## [THE TASK]
Every entry, from first to last, is to be written out exactly.

===============

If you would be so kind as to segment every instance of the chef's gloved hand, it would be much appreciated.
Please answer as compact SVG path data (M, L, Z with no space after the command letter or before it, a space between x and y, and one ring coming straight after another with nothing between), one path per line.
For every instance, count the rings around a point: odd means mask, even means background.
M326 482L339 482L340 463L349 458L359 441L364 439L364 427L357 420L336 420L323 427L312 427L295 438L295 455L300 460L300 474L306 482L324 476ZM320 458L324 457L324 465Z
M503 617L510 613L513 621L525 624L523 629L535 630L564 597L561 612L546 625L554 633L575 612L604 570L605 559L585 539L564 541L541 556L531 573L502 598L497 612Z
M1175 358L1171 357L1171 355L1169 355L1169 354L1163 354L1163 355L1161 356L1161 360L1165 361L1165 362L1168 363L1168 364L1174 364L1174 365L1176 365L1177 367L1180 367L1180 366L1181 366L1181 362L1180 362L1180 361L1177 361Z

===============

## [WRITTEN SOLUTION]
If you would be so kind as to segment every instance of the chef's gloved hand, it would be much appreciated.
Please answer as compact SVG path data (M, L, Z with no space after the command letter or before it, a space between x and y, and one ring coming straight after another with nothing between), one path per line.
For every instance, count the rings around a point: odd means mask, even means background.
M326 482L339 482L340 463L349 458L359 441L364 439L364 427L357 420L336 420L323 427L312 427L295 438L295 455L300 460L300 474L306 482L324 476ZM320 458L324 457L324 465Z
M503 617L510 613L513 621L525 624L523 629L535 630L564 597L561 612L546 625L554 633L575 612L604 570L605 559L585 539L564 541L541 556L531 573L502 598L497 612Z
M1175 358L1171 357L1171 355L1169 355L1169 354L1163 354L1163 355L1161 356L1161 360L1165 361L1165 362L1168 363L1168 364L1174 364L1174 365L1176 365L1177 367L1180 367L1180 366L1181 366L1181 362L1180 362L1180 361L1177 361Z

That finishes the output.